AIM OF THE TASK:
Copy the rows below, from the line holding "Where can you see the dirt ground" through the last row, inclusive, with their requests unchanged. In the answers, multiply every point coordinate by 0.2 and round it to a whole number, rounding halves up.

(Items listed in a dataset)
******************************

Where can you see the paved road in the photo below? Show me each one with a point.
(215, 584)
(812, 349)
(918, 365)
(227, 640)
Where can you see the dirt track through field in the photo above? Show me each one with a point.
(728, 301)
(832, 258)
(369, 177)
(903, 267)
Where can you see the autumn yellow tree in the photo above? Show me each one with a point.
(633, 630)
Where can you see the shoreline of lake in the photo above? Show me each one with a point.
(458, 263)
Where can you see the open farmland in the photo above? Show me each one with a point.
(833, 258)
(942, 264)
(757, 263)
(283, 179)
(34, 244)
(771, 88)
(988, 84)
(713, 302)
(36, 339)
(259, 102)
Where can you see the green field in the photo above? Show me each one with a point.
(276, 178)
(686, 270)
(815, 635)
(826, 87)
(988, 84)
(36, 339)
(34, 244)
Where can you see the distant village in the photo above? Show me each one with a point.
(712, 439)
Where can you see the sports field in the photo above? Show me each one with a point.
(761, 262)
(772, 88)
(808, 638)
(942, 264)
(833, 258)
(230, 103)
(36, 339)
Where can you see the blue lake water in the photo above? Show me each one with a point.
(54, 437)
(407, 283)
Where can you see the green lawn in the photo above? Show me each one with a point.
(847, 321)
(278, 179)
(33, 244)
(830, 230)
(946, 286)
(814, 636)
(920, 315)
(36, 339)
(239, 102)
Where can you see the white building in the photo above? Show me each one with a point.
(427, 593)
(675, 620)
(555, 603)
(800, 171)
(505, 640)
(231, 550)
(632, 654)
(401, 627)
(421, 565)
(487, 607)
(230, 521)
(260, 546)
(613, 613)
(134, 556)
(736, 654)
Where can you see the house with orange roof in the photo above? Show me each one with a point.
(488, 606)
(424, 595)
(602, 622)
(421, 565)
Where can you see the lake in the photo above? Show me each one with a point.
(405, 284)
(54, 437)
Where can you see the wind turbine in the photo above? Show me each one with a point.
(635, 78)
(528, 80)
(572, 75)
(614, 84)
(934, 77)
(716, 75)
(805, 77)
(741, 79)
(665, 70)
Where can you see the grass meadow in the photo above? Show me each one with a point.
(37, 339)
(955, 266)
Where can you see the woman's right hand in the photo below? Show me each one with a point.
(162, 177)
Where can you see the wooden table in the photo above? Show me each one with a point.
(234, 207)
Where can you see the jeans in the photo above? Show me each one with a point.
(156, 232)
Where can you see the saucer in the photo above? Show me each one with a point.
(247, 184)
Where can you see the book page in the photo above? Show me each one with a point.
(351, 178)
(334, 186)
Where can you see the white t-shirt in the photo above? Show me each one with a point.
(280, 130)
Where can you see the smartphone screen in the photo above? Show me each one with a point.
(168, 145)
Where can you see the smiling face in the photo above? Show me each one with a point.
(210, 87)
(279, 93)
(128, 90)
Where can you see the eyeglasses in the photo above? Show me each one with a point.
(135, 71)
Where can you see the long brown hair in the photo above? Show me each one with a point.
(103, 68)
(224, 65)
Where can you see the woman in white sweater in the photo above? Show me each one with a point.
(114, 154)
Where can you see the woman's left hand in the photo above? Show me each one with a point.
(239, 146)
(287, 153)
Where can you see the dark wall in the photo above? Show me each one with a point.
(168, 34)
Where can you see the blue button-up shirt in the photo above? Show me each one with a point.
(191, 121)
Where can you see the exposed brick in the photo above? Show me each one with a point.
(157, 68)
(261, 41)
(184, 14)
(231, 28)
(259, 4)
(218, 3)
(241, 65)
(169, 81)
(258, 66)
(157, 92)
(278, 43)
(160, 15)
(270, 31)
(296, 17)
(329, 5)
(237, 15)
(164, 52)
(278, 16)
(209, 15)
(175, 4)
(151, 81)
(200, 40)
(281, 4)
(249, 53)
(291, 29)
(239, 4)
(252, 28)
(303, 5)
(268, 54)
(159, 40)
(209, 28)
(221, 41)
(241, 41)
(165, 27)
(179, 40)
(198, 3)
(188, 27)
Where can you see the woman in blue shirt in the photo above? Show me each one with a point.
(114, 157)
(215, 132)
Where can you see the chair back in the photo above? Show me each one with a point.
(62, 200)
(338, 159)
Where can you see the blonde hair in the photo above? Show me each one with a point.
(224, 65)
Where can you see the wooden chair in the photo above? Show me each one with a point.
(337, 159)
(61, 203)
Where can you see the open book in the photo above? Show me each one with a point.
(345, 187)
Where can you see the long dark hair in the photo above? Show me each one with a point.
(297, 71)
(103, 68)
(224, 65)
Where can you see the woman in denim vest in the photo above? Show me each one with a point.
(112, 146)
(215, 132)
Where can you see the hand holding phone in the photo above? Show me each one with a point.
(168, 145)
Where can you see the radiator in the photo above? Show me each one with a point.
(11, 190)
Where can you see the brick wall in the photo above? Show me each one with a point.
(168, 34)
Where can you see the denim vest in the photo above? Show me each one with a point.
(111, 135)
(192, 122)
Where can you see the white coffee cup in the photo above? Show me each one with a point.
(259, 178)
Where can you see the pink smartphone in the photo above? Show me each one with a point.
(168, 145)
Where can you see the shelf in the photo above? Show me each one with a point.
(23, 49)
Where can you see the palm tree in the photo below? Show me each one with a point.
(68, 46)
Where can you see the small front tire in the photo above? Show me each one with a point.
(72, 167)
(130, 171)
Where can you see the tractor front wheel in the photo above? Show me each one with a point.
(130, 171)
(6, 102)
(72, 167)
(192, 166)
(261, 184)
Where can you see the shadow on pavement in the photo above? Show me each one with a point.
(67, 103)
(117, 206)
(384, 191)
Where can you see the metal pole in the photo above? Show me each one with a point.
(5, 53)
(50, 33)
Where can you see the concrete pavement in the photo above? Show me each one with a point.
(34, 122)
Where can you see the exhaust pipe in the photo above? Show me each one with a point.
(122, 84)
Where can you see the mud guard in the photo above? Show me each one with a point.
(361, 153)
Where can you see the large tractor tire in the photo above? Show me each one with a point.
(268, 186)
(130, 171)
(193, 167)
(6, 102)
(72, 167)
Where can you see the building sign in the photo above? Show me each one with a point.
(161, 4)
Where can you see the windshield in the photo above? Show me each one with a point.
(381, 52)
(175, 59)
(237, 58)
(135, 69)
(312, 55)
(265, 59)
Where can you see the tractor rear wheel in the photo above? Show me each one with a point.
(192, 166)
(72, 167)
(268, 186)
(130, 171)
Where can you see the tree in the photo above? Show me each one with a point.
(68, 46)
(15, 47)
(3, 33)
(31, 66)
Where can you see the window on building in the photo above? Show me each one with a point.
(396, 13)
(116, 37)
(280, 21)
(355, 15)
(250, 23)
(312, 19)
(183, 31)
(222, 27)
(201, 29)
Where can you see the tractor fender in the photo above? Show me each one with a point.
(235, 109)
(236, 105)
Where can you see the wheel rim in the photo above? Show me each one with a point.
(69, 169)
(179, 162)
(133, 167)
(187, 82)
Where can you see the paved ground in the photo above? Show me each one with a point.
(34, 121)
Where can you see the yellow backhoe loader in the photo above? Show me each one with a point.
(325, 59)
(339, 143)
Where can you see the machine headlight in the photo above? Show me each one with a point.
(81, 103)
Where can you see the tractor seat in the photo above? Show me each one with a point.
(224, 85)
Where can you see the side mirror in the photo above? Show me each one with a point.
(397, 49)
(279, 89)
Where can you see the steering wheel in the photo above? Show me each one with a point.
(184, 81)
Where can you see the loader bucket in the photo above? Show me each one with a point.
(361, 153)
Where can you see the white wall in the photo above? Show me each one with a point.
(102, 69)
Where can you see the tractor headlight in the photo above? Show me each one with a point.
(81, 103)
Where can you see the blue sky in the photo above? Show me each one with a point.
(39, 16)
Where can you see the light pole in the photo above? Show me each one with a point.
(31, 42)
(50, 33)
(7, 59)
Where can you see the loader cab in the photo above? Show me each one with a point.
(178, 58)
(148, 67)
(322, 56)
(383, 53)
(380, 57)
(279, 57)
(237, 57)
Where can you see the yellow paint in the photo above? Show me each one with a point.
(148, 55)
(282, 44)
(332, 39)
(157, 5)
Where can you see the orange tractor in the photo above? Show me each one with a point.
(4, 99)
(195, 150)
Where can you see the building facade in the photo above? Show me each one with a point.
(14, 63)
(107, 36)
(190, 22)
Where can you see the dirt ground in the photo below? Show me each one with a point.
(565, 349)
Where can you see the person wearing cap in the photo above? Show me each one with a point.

******************************

ANSWER TO THE EXERCISE:
Where can you see the dirt ground in the photo below? Show me each one with a point.
(113, 70)
Where can you see the person wearing cap in the photo above? Show me each one with a point.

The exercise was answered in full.